## Directions for this task
Return the data below verbatim, every line in its original order.
-- Start Data supplied --
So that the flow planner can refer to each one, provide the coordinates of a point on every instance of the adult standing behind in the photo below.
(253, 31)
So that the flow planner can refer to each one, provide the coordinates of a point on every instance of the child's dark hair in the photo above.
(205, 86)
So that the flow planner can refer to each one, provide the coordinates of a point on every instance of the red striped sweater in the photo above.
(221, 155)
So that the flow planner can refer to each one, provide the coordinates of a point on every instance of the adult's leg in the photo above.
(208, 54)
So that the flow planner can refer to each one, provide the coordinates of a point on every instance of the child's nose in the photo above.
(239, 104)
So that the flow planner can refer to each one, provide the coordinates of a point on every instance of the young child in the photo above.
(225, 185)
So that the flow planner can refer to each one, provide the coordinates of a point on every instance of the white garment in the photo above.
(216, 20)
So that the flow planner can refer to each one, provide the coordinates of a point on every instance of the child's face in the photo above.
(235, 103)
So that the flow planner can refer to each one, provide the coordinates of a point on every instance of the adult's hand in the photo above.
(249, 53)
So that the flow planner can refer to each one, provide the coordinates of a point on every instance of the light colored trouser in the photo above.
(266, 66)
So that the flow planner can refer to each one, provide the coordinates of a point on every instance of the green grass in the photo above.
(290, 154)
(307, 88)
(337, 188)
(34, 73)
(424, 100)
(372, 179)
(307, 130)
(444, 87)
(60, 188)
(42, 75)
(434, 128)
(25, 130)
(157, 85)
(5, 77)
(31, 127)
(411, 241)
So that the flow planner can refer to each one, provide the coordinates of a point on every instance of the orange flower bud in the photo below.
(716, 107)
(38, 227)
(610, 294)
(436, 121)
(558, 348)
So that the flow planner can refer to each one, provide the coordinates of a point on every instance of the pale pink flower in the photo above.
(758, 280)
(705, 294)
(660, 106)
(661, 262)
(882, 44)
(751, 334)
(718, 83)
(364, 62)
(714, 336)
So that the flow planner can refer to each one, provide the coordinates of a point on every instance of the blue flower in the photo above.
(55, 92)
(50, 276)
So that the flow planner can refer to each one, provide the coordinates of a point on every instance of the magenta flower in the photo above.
-- End Data supplied --
## Written response
So that the flow planner can refer to each one, provide the coordinates of a point on every instance of the adult standing behind in the photo below.
(253, 31)
So that the flow planner can refer to each one, provide the coordinates of a point on every instance of the child's dark hair in the photo above.
(205, 86)
So that the flow planner can refer to each one, provide the coordinates of a point on every instance of the red striped sweater in the photo above.
(221, 155)
So that the flow planner can refer to each one, provide the coordinates of a point on every instance of the adult's leg in the photo above.
(208, 54)
So that the flow planner can refer to each one, provide the coordinates of a point on every instance of the child's nose in the photo above.
(239, 104)
So that the flow planner can refer to each one, provide the coordinates of a point on every instance of the young child in the photo above.
(225, 185)
So that the flow planner can refer to each one, provide the coordinates of a point on every instance of the white garment in the photo above.
(216, 20)
So that the flow planner can refer to each one, provide the coordinates of a point on every instance of the child's face in the photo above.
(235, 103)
So that the flow planner can refer to each one, provide the coordinates of a point on every instance of the adult's hand in the photo above.
(249, 53)
So that the flow planner can refer to each one, provide the coordinates of a point on every instance of the light colored trouser in the photo above.
(266, 66)
So that the flow planner can refer to each one, provide the coordinates of a point on every instance of the green grass in the photo above.
(290, 154)
(307, 88)
(337, 188)
(34, 73)
(424, 100)
(372, 179)
(307, 130)
(444, 87)
(60, 188)
(42, 75)
(434, 128)
(25, 130)
(157, 85)
(5, 77)
(31, 127)
(411, 241)
So that the flow planner can refer to each one, provide the coordinates of a point on every instance of the orange flower bud in the photo below.
(716, 107)
(38, 227)
(610, 294)
(436, 121)
(558, 348)
So that the flow planner can refer to each one, provide the coordinates of a point on every instance of the pale pink flower in the photo above.
(758, 280)
(705, 294)
(660, 106)
(661, 262)
(882, 44)
(751, 334)
(718, 83)
(364, 62)
(714, 336)
So that the flow planner can refer to each one, provide the coordinates of a point on every instance of the blue flower in the photo above.
(55, 92)
(50, 276)
So that the flow planner can refer to each one, provide the coordinates of a point on every instance of the magenta flower in the photo above.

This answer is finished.